— Start —
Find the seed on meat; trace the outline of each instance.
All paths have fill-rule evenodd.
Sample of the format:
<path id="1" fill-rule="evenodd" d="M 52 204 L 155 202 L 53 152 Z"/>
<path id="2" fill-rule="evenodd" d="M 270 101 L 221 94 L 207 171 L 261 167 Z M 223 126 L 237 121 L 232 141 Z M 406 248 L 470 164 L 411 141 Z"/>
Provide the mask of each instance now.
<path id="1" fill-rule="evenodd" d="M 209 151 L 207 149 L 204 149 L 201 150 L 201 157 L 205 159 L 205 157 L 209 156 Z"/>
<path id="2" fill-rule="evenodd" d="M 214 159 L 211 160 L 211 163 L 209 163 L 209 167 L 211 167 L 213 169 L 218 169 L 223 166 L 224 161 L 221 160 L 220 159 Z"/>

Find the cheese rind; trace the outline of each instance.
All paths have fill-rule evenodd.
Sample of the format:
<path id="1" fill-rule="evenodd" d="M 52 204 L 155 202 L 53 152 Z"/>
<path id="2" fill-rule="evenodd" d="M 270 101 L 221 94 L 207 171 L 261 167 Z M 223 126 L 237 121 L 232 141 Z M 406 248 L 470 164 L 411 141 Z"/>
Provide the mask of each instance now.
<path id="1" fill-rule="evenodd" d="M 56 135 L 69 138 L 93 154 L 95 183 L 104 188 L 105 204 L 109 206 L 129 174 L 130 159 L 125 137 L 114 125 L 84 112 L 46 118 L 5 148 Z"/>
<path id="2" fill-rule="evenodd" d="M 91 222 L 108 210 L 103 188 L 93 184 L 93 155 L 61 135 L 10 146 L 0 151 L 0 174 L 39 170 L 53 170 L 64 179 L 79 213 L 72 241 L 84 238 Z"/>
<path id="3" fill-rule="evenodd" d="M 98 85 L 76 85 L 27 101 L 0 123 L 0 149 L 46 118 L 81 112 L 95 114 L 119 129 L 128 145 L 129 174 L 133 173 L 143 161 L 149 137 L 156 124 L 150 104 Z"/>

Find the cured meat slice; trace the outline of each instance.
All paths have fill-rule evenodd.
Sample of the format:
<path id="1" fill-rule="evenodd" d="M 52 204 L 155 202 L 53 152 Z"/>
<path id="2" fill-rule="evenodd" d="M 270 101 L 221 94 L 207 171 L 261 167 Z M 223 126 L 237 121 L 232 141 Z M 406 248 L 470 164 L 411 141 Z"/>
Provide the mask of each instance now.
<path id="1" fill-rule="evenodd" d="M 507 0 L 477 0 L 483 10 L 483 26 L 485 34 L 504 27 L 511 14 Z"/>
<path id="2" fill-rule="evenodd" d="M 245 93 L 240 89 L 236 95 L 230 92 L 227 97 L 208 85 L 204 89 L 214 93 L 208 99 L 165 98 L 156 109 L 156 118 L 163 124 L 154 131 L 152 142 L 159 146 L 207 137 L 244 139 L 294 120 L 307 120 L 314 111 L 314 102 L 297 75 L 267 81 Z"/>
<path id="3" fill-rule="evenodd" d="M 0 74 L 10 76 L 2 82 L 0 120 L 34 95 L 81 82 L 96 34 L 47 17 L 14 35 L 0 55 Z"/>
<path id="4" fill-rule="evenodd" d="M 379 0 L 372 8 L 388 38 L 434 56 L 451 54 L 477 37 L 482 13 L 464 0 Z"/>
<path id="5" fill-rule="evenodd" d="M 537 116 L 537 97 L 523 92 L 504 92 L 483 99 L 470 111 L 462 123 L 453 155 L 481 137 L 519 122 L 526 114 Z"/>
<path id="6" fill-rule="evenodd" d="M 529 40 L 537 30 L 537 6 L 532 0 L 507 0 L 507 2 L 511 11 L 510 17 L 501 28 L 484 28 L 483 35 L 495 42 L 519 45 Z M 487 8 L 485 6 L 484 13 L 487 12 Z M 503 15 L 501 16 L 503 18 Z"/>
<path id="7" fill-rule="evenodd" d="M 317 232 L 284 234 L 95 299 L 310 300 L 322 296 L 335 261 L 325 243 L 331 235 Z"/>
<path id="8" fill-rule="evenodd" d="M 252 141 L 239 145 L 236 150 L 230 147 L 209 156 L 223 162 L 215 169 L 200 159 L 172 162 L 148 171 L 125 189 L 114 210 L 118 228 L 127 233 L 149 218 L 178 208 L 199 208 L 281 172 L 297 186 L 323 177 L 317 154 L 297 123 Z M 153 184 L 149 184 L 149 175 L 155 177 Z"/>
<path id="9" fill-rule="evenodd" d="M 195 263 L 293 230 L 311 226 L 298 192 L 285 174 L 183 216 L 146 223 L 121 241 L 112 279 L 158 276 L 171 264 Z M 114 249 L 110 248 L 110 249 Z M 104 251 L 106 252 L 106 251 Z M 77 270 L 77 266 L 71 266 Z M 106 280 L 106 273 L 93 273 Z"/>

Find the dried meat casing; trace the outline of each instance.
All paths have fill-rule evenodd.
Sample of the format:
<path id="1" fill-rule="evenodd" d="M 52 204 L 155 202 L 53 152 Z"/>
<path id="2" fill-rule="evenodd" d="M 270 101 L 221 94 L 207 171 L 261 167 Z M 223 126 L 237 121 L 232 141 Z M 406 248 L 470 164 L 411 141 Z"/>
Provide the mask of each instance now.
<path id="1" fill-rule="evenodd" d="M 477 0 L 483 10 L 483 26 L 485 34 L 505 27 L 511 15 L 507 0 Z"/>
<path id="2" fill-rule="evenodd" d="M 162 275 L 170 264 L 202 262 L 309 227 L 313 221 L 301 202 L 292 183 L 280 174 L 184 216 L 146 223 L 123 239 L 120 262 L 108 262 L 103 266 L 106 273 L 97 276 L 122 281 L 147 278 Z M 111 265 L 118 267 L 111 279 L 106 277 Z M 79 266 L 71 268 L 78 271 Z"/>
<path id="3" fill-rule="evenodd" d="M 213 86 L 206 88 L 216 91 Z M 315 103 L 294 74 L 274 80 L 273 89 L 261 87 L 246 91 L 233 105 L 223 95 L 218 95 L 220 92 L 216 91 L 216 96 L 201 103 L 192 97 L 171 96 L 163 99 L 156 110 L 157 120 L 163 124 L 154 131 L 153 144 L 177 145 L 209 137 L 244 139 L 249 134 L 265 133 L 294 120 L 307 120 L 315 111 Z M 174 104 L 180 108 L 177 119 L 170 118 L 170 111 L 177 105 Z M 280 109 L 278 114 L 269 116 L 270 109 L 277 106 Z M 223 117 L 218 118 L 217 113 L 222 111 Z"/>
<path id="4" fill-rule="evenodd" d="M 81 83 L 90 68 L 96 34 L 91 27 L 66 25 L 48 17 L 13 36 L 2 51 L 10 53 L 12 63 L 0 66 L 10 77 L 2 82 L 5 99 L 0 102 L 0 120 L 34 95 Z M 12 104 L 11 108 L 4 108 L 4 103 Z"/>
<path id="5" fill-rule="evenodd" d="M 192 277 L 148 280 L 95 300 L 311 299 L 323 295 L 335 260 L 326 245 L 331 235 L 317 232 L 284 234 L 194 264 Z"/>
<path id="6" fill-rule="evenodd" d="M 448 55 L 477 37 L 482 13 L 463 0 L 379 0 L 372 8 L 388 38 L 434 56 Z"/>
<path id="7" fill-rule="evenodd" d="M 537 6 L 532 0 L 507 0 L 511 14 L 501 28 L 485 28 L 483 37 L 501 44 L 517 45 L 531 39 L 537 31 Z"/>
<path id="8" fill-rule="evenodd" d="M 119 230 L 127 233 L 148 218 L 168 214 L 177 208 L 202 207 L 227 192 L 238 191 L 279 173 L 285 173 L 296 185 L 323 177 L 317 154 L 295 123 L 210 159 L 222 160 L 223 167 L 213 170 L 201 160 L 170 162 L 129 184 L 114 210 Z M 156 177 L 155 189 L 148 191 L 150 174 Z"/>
— End —
— Start —
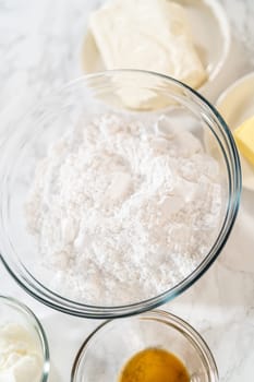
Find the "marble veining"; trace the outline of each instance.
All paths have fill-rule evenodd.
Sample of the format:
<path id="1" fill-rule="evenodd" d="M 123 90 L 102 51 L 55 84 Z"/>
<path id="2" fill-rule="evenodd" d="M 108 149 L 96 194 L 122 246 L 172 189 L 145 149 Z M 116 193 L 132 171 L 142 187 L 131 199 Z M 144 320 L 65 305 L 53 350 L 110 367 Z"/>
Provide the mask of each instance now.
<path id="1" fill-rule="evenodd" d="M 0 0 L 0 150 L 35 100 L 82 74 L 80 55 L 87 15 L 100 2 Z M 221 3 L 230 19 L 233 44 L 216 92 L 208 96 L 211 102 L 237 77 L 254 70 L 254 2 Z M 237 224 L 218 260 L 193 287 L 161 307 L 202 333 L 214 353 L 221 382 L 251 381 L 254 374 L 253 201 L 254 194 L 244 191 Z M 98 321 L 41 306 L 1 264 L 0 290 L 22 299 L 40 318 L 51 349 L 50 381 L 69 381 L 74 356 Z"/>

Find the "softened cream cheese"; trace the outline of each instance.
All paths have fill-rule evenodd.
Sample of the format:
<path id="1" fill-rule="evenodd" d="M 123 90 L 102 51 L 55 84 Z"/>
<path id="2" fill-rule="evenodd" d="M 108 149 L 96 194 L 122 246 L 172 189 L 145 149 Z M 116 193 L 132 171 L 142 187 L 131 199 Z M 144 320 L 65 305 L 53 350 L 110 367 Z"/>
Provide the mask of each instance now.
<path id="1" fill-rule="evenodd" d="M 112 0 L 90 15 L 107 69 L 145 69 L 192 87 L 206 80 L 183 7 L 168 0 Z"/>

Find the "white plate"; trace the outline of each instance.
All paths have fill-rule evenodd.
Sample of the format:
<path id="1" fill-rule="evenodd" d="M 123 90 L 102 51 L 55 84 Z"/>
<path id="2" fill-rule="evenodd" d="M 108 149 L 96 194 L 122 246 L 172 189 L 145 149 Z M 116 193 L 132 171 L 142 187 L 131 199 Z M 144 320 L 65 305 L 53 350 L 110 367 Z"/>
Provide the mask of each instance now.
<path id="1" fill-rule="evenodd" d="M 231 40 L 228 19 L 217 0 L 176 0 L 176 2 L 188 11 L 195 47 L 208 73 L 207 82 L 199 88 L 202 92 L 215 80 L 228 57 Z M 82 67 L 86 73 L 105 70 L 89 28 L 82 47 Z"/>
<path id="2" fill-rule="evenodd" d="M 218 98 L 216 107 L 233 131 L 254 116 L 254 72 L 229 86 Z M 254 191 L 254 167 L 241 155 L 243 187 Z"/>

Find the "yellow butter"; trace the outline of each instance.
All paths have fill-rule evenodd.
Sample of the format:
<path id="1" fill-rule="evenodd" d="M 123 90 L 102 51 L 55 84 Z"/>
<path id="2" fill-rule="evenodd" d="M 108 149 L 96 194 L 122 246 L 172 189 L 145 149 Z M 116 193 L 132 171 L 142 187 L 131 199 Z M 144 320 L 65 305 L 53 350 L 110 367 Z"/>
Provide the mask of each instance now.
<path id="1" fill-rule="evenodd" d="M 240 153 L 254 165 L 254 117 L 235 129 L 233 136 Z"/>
— End —
— Start —
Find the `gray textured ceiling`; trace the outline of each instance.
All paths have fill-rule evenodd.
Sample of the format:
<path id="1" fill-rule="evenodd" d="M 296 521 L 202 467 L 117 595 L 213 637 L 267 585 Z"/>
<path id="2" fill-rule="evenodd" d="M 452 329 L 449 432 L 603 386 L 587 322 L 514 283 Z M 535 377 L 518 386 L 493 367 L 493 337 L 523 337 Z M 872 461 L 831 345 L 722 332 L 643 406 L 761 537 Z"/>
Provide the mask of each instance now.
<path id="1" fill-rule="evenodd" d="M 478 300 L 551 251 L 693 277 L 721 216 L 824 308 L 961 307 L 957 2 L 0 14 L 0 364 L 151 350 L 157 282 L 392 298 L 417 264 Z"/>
— End —
*Aim:*
Collect every line above that contains the string "outline". Match case exactly.

*Solved exercise:*
Find the seed on meat; trace the outline of each instance.
Find the cheese rind; trace the outline of each instance.
Find the cured meat slice; trace the outline of each instance.
Find the dried meat casing; trace the outline of each instance.
Find the "marble veining"; trace the outline of each instance.
Find the "softened cream cheese"; trace the outline of each instance.
Find the "white plate"; trace the outline of each instance.
Find the "yellow butter"; trace the outline of each instance.
Find the `gray textured ceiling`; trace the outline of each instance.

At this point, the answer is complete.